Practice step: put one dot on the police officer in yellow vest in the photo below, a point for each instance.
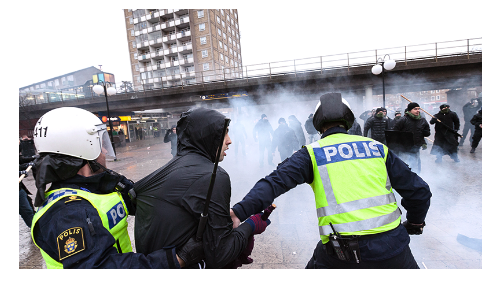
(81, 220)
(352, 178)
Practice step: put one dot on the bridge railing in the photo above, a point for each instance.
(401, 54)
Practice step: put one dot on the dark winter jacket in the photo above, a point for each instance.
(171, 199)
(309, 127)
(264, 131)
(296, 126)
(418, 127)
(450, 120)
(476, 120)
(469, 111)
(445, 139)
(355, 129)
(298, 169)
(285, 139)
(378, 127)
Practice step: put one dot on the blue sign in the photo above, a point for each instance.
(348, 151)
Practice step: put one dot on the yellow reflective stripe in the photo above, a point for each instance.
(346, 207)
(362, 224)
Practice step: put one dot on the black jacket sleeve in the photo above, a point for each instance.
(222, 243)
(414, 191)
(295, 170)
(95, 248)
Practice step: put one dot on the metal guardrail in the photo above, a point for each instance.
(402, 55)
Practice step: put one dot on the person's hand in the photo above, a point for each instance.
(413, 228)
(235, 219)
(257, 223)
(190, 253)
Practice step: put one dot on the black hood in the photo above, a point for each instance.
(200, 131)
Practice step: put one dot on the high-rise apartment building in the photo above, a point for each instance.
(171, 47)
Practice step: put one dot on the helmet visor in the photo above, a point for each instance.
(106, 145)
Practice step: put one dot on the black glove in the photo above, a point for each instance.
(192, 252)
(413, 229)
(125, 187)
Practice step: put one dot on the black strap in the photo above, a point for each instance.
(170, 259)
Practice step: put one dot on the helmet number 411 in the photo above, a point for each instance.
(40, 132)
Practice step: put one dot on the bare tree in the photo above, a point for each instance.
(126, 86)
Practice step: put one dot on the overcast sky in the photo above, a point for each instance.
(55, 38)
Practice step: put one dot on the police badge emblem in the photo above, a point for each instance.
(70, 242)
(71, 245)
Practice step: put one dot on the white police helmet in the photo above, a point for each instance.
(74, 132)
(332, 108)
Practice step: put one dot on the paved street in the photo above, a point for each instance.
(452, 238)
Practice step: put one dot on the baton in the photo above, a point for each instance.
(435, 118)
(24, 175)
(204, 215)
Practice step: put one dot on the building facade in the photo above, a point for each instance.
(172, 47)
(71, 86)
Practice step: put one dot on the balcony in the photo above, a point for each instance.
(157, 54)
(169, 38)
(184, 48)
(172, 64)
(143, 57)
(186, 61)
(155, 42)
(183, 34)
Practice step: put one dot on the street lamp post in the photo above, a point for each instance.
(99, 89)
(380, 67)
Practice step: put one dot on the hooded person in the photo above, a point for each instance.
(262, 132)
(309, 128)
(81, 221)
(170, 200)
(445, 142)
(413, 122)
(378, 124)
(469, 110)
(352, 178)
(296, 126)
(172, 137)
(477, 122)
(285, 140)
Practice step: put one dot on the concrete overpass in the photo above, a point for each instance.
(448, 72)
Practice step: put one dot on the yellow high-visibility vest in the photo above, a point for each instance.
(111, 210)
(351, 186)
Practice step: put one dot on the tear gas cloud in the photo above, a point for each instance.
(447, 181)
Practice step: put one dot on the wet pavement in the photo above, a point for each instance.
(452, 238)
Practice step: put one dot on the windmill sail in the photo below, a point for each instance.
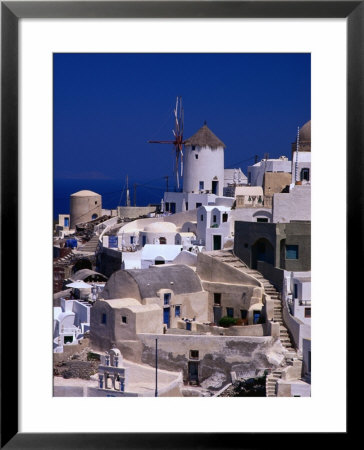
(178, 139)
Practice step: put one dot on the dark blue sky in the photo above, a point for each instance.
(106, 107)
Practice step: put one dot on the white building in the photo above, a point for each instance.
(249, 196)
(70, 321)
(296, 296)
(257, 171)
(213, 226)
(292, 205)
(203, 173)
(234, 177)
(158, 254)
(301, 156)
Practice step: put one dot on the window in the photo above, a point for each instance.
(305, 174)
(167, 299)
(178, 311)
(295, 290)
(307, 312)
(256, 317)
(291, 251)
(68, 339)
(230, 312)
(217, 298)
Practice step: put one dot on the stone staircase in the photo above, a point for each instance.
(270, 290)
(228, 257)
(90, 246)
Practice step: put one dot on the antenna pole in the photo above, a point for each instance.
(127, 191)
(297, 145)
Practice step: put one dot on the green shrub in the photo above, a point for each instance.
(93, 356)
(227, 321)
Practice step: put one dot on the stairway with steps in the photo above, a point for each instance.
(228, 257)
(90, 246)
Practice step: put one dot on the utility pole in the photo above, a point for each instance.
(297, 147)
(166, 177)
(127, 192)
(156, 368)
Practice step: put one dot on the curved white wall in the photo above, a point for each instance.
(210, 164)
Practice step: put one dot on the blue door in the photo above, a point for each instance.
(256, 317)
(166, 312)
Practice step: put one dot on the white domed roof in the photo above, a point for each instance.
(85, 194)
(157, 227)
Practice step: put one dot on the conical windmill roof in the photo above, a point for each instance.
(205, 138)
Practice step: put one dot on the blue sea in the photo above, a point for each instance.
(113, 193)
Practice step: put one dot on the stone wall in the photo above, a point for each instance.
(133, 212)
(108, 261)
(218, 355)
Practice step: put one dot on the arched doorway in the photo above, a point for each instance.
(262, 250)
(82, 264)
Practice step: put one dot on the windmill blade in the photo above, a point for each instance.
(182, 119)
(176, 169)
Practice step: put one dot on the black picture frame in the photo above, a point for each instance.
(11, 12)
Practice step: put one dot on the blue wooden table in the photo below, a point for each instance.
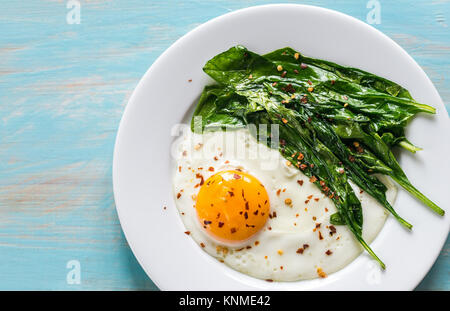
(67, 69)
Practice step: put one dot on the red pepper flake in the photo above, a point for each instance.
(320, 273)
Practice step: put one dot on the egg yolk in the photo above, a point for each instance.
(232, 206)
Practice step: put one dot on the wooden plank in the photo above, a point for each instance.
(62, 92)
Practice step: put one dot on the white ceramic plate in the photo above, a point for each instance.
(143, 165)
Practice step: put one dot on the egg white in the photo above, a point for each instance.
(276, 256)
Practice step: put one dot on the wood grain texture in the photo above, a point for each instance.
(63, 89)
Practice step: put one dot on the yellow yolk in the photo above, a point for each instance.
(232, 206)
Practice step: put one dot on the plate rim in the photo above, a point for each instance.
(186, 37)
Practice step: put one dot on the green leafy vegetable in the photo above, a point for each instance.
(344, 122)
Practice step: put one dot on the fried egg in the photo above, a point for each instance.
(243, 204)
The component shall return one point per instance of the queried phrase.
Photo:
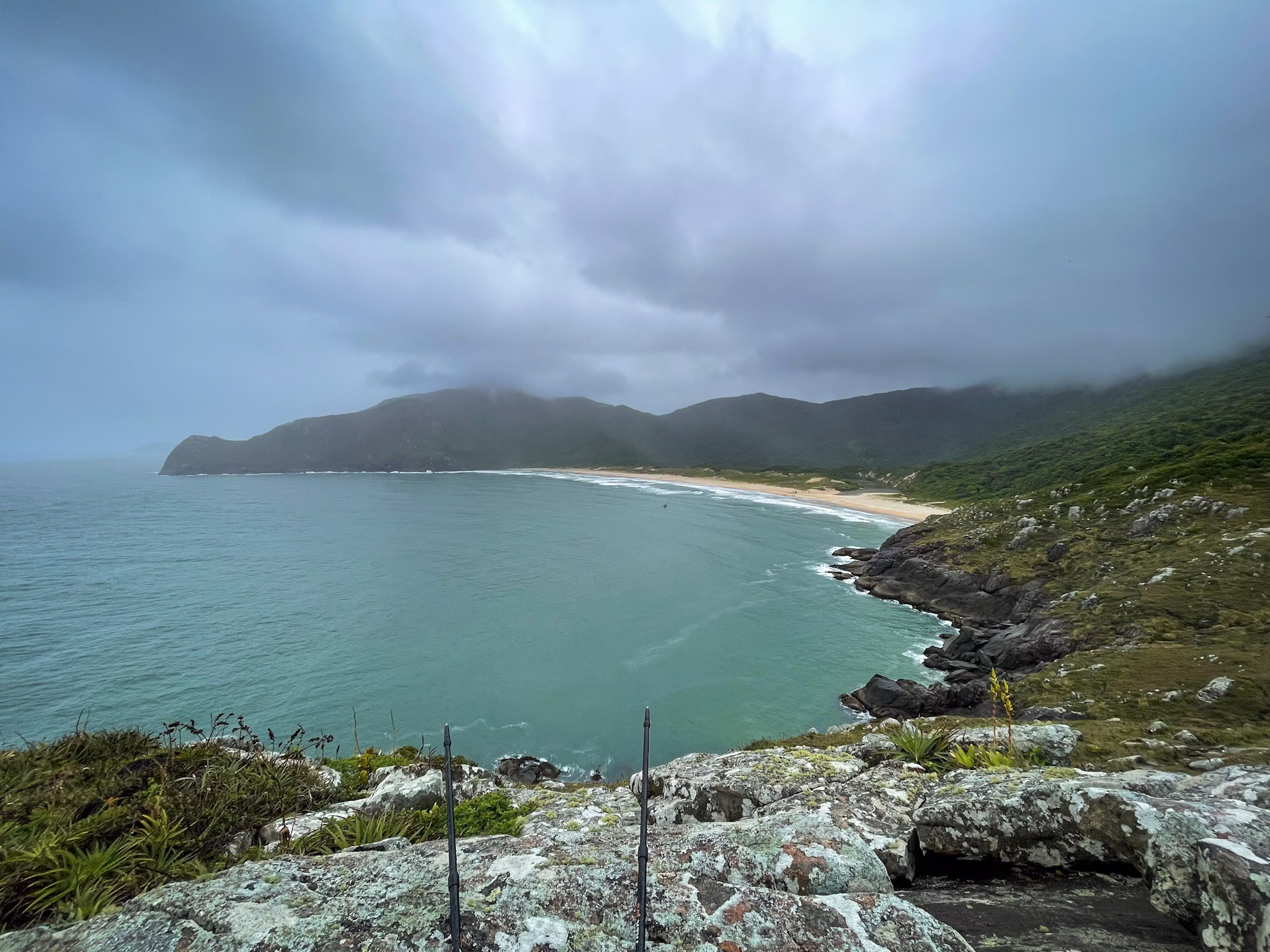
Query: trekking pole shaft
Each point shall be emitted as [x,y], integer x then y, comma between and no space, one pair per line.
[454,853]
[643,842]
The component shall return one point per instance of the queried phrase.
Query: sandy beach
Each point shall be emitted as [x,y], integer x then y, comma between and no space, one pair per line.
[860,500]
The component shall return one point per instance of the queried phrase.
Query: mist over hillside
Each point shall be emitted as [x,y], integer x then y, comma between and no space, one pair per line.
[478,430]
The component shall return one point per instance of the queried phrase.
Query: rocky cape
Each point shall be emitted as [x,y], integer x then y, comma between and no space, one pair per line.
[786,848]
[1000,622]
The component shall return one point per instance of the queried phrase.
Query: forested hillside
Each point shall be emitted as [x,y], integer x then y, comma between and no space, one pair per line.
[465,430]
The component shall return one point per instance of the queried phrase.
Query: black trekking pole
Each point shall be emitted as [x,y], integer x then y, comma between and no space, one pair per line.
[643,842]
[454,855]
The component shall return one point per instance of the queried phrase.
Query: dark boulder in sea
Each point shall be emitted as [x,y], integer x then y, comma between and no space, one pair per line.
[854,552]
[527,770]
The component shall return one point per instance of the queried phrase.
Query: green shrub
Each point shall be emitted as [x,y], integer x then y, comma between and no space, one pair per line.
[89,821]
[481,816]
[928,748]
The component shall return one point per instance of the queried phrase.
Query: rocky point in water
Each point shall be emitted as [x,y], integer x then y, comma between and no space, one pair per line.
[1000,625]
[785,848]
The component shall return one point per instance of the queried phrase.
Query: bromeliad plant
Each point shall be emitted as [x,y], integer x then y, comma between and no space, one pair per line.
[1000,691]
[481,816]
[93,819]
[928,748]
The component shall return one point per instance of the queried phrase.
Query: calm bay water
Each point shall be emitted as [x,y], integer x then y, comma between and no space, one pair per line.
[535,614]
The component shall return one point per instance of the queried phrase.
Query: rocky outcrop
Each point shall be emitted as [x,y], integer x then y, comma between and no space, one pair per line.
[527,770]
[1000,625]
[790,880]
[780,848]
[721,787]
[1055,742]
[1198,851]
[415,787]
[912,571]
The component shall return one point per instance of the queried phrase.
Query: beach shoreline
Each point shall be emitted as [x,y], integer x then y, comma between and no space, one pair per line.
[859,500]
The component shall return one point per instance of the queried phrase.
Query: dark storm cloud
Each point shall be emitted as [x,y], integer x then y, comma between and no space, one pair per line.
[215,218]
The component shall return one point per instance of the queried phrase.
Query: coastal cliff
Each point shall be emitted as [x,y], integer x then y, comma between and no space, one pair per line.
[1001,625]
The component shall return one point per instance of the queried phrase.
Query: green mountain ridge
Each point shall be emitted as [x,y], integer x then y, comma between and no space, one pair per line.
[475,430]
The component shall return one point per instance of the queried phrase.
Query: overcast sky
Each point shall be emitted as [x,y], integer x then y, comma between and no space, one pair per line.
[218,216]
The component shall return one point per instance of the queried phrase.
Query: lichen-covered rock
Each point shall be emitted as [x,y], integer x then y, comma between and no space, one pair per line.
[722,787]
[799,852]
[1235,897]
[1151,821]
[415,787]
[1245,782]
[1047,818]
[878,805]
[1055,741]
[1175,828]
[757,884]
[1214,691]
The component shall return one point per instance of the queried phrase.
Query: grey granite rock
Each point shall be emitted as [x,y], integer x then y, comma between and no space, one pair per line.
[1055,741]
[769,883]
[721,787]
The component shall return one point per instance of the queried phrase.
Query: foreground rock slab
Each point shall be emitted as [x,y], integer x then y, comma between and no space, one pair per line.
[769,850]
[1000,909]
[760,884]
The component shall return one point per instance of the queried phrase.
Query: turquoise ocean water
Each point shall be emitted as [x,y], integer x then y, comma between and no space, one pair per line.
[536,614]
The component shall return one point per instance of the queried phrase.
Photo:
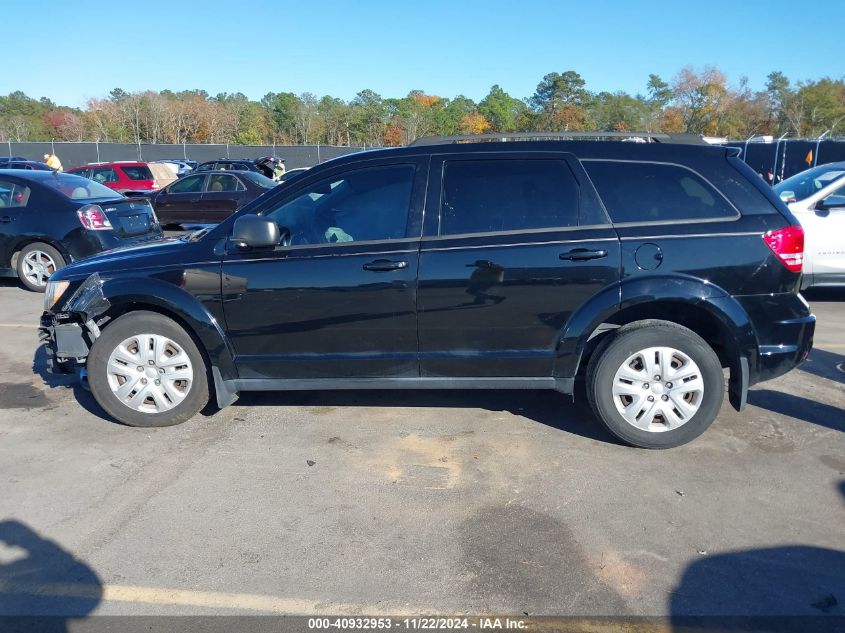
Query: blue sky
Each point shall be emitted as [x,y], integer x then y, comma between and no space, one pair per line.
[77,49]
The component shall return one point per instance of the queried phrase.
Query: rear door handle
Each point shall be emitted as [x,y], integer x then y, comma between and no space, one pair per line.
[583,254]
[385,265]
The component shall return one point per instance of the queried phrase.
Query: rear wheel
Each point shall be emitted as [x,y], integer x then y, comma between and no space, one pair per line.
[36,262]
[146,370]
[655,384]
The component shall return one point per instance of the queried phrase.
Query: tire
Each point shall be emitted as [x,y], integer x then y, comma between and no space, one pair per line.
[145,370]
[36,262]
[619,372]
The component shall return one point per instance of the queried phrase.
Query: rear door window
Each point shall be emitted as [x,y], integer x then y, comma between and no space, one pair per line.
[656,192]
[13,195]
[103,174]
[223,182]
[494,195]
[191,184]
[138,172]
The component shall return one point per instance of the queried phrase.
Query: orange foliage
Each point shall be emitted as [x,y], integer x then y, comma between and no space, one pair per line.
[474,124]
[393,136]
[673,121]
[425,101]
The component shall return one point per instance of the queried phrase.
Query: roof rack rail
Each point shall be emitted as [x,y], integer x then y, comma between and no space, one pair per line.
[643,137]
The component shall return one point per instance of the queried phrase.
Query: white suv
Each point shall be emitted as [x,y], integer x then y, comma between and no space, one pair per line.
[817,198]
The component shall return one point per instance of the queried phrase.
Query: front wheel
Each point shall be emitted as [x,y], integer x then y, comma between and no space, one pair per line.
[655,384]
[146,370]
[36,262]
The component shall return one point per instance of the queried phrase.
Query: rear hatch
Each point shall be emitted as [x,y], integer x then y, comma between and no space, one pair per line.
[132,217]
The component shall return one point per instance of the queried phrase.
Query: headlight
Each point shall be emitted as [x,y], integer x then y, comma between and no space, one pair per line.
[54,292]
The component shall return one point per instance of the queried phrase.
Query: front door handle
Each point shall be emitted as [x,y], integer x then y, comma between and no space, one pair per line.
[583,254]
[385,265]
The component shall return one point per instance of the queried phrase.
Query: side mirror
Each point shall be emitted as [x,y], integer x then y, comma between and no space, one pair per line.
[833,202]
[254,231]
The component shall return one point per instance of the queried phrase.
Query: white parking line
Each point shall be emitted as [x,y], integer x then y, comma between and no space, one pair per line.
[190,598]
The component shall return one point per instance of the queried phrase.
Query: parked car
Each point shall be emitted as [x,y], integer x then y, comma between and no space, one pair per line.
[292,173]
[179,166]
[817,198]
[226,164]
[122,176]
[51,219]
[162,174]
[208,197]
[25,164]
[647,268]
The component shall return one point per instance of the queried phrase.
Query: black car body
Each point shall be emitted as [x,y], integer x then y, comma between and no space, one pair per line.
[25,164]
[66,218]
[207,197]
[479,265]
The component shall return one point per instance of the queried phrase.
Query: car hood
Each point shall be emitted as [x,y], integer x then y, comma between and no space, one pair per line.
[162,253]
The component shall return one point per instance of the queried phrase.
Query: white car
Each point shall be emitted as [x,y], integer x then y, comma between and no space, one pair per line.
[817,198]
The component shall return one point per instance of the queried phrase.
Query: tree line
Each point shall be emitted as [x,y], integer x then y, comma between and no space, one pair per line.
[693,101]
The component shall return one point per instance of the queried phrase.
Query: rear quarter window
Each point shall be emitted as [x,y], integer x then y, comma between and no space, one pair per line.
[496,195]
[656,192]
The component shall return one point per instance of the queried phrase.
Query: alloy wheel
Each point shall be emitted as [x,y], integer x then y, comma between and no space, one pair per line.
[150,373]
[658,389]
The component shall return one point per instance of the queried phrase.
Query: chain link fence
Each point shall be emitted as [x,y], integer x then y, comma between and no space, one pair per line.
[76,154]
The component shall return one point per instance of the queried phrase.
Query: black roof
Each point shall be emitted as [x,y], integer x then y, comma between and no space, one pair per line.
[613,150]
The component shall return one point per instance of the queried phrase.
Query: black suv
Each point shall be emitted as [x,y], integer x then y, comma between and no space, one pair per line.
[644,267]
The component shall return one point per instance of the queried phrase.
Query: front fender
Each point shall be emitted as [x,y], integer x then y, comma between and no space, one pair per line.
[120,294]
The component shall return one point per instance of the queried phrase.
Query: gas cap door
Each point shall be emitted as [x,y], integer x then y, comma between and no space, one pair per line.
[648,256]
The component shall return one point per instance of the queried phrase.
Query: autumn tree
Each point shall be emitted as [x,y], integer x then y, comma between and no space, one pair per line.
[504,112]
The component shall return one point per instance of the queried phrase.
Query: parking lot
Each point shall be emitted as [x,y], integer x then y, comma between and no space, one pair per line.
[433,502]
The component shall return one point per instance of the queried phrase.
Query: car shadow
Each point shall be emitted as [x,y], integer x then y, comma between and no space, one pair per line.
[825,365]
[768,585]
[800,408]
[549,408]
[824,294]
[39,578]
[10,282]
[546,407]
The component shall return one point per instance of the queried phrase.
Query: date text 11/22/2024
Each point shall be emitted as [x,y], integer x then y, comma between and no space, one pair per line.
[422,623]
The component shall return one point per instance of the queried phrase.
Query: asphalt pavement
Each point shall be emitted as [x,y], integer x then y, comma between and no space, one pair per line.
[410,503]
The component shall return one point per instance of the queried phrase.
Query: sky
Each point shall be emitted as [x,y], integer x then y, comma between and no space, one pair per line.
[81,49]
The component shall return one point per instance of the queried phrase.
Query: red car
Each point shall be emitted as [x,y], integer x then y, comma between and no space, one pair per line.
[122,176]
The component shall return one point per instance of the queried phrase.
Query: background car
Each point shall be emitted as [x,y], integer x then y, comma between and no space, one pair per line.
[50,219]
[180,166]
[235,164]
[162,173]
[291,173]
[817,198]
[208,197]
[25,164]
[123,177]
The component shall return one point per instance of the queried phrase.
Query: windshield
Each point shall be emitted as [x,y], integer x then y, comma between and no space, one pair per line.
[808,182]
[79,188]
[259,179]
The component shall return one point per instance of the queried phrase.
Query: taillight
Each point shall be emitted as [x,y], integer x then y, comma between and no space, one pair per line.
[788,245]
[94,218]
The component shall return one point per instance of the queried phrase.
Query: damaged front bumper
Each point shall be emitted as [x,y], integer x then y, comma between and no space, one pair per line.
[70,332]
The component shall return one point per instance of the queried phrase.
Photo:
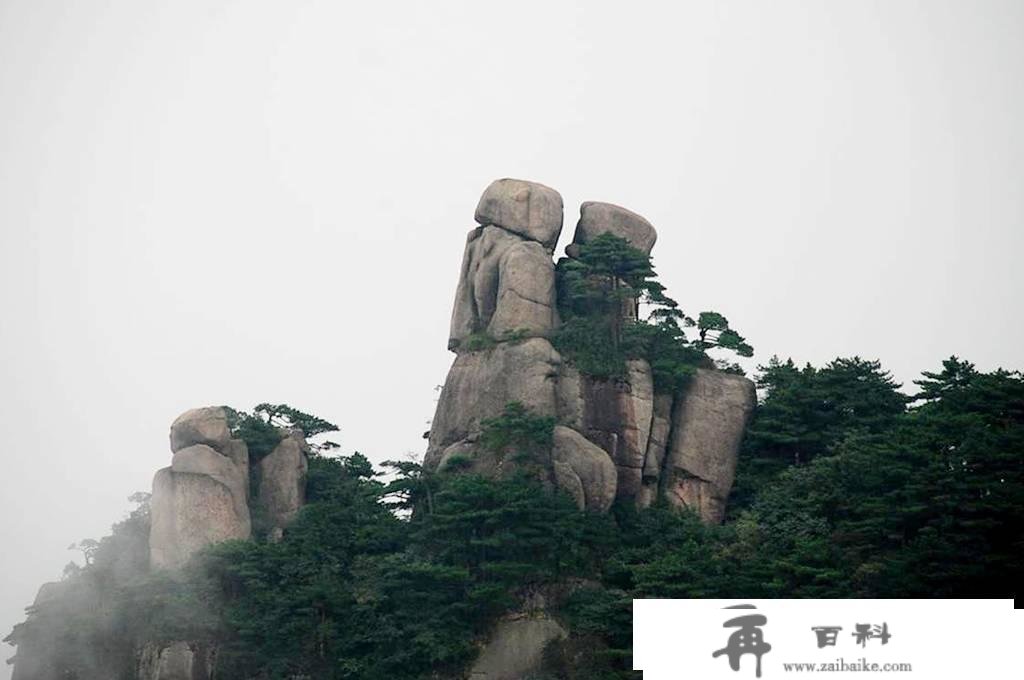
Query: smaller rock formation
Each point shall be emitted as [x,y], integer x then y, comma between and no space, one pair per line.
[709,421]
[584,470]
[178,661]
[282,476]
[481,383]
[515,648]
[597,218]
[529,209]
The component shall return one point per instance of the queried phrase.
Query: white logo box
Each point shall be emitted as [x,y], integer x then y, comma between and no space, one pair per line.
[923,639]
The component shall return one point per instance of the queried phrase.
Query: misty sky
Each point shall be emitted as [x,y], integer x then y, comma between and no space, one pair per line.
[241,202]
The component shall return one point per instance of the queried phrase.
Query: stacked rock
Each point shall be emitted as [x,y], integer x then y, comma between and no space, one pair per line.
[203,497]
[614,439]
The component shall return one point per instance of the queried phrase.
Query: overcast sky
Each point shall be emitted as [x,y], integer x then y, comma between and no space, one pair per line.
[241,202]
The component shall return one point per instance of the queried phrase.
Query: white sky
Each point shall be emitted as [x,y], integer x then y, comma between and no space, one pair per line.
[238,202]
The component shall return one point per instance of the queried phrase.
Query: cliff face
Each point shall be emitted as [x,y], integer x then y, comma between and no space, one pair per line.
[615,438]
[211,492]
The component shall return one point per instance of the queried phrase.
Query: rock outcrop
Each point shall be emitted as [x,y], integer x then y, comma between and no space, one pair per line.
[202,498]
[282,476]
[515,648]
[708,426]
[616,439]
[206,497]
[178,661]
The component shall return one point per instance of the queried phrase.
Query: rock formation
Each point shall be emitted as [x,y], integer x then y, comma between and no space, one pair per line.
[178,661]
[205,497]
[615,438]
[282,478]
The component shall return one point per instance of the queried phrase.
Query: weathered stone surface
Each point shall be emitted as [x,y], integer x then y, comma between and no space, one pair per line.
[481,383]
[207,426]
[657,444]
[506,284]
[584,469]
[39,648]
[177,661]
[282,477]
[597,218]
[515,650]
[525,292]
[614,415]
[637,407]
[529,209]
[200,459]
[188,512]
[708,425]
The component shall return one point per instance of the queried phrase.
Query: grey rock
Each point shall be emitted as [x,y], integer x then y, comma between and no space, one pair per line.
[657,444]
[176,661]
[708,424]
[584,469]
[207,426]
[614,415]
[189,511]
[597,218]
[515,649]
[200,459]
[481,383]
[525,292]
[529,209]
[506,284]
[283,482]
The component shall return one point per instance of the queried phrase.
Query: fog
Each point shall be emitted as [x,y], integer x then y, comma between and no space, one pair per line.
[240,202]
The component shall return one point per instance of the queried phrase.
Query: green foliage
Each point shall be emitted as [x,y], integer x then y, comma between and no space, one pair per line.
[864,497]
[807,412]
[525,433]
[599,294]
[269,423]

========================================

§ What you need to do:
Count the lines in the entries above that contain the word "below", and reply with that number alone.

§ Final answer:
3